* **Set problem**
Starting at the beginning of the listing and ending with the line that contains "[[[71,212],[99,209],[110,196],[115,74],[49,78],[54,204]]]", lay out those lines as a numbered list, skipping any blank lines. Leave the pictures out of your answer.
------
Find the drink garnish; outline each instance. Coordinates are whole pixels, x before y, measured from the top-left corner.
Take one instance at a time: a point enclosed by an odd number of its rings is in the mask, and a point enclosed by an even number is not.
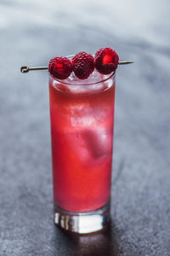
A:
[[[72,72],[72,63],[66,57],[55,57],[49,61],[48,71],[54,78],[65,79]]]
[[[99,49],[94,56],[95,68],[102,74],[109,74],[116,71],[119,62],[117,53],[107,47]]]
[[[92,55],[82,51],[72,58],[72,68],[79,79],[86,79],[94,70],[94,59]]]
[[[48,67],[20,67],[21,73],[28,73],[30,70],[48,69],[50,74],[59,79],[67,79],[73,71],[80,79],[87,79],[94,70],[94,67],[102,74],[109,74],[115,72],[117,65],[126,65],[133,61],[119,61],[117,53],[107,47],[99,49],[94,57],[84,51],[74,55],[72,60],[66,57],[55,57],[49,61]]]

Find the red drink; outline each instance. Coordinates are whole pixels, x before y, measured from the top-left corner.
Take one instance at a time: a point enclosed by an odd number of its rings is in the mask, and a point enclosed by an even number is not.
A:
[[[71,212],[99,209],[110,196],[115,74],[49,78],[54,204]]]

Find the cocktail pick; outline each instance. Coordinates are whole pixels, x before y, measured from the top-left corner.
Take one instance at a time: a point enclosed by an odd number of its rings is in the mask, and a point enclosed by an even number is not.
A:
[[[133,61],[119,61],[118,65],[127,65],[127,64],[132,64]],[[48,67],[28,67],[28,66],[23,66],[20,67],[21,73],[28,73],[31,70],[43,70],[48,69]],[[60,68],[60,67],[58,67]]]

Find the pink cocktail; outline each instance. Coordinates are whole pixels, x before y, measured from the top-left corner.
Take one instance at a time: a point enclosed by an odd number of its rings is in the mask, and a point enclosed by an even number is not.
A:
[[[54,221],[98,231],[109,221],[115,73],[62,81],[49,74],[49,97]]]

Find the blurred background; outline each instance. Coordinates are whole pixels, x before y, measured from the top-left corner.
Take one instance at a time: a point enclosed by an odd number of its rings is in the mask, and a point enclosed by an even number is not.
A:
[[[0,255],[169,255],[170,2],[0,1]],[[21,66],[110,47],[116,74],[112,223],[53,224],[47,71]],[[106,254],[105,254],[106,253]]]

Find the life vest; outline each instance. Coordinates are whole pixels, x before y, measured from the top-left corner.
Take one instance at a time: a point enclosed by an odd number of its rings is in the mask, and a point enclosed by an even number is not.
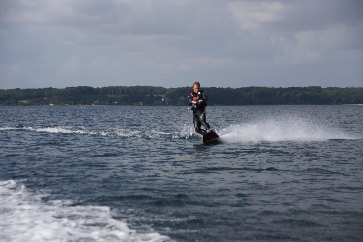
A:
[[[199,92],[200,93],[200,96],[199,95],[198,95],[198,96],[199,96],[199,97],[195,97],[194,95],[193,95],[193,93],[191,93],[190,96],[190,97],[192,98],[192,100],[193,101],[195,101],[196,102],[197,102],[197,100],[199,100],[200,99],[201,99],[202,100],[203,100],[203,94],[204,93],[204,92],[203,91],[203,90],[202,90]],[[196,98],[196,97],[197,98]],[[200,107],[207,107],[207,103],[205,102],[204,102],[203,101],[203,102],[202,102],[201,103],[198,103],[197,104],[197,105]]]

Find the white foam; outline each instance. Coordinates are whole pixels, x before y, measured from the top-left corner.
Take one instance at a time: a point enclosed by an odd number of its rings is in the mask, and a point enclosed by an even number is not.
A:
[[[157,233],[142,234],[112,218],[106,206],[72,206],[71,201],[45,203],[42,195],[13,180],[0,181],[0,240],[7,241],[171,241]]]
[[[354,139],[354,135],[296,118],[266,119],[253,123],[232,125],[220,131],[225,142],[256,143]]]
[[[17,129],[17,128],[15,127],[11,127],[8,126],[0,127],[0,130],[14,130]]]

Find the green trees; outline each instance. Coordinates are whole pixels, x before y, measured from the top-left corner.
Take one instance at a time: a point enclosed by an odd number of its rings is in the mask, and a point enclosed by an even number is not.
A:
[[[209,105],[284,105],[363,104],[363,87],[320,86],[290,87],[246,87],[240,88],[202,87]],[[171,105],[186,105],[191,87],[151,86],[89,86],[0,89],[0,104],[159,105],[162,97]]]

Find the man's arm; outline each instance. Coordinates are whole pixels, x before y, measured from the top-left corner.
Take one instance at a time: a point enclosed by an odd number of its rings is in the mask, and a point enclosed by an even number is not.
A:
[[[190,96],[190,95],[189,95],[189,96],[188,96],[188,103],[189,104],[189,107],[190,107],[193,104],[193,103],[192,102],[192,101],[193,101],[193,99],[192,98],[192,97],[191,97]]]

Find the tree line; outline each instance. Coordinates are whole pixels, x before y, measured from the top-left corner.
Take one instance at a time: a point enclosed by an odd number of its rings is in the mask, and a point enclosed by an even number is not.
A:
[[[209,105],[363,103],[363,87],[205,87]],[[186,105],[191,87],[116,86],[0,89],[0,105]]]

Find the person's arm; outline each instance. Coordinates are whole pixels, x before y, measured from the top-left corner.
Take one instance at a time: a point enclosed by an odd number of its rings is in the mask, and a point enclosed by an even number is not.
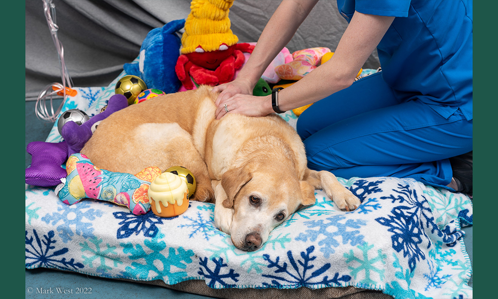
------
* **Final result**
1. Find the drink garnish; outline each instance. Coordinates are whole pixels, x before y, measured from the top-left corner.
2. Take one instance at a time: a point enclosed by an odd number of its rings is in the mask, and a point enclosed by an even number is not.
3. A:
4. [[[72,72],[72,63],[66,57],[55,57],[49,61],[48,71],[54,78],[65,79]]]
5. [[[99,49],[94,56],[95,68],[102,74],[109,74],[116,71],[119,62],[117,53],[107,47]]]
6. [[[92,55],[82,51],[72,58],[72,68],[79,79],[86,79],[94,70],[94,59]]]
7. [[[48,67],[20,67],[21,73],[28,73],[30,70],[48,69],[50,74],[59,79],[67,79],[73,71],[80,79],[87,79],[94,70],[94,67],[102,74],[109,74],[115,72],[117,65],[126,65],[133,61],[119,61],[117,53],[107,47],[99,49],[94,57],[84,51],[74,55],[72,60],[66,57],[55,57],[49,61]]]
8. Find the red drink; outline each instance. Coordinates are whole pixels, x before y, measured from the top-left corner.
9. Take one instance at a time: a point enclosed by an odd number of its rings is in the mask, and a point enclosed by an even number is not.
10. A:
11. [[[71,212],[99,209],[110,196],[115,74],[49,78],[54,204]]]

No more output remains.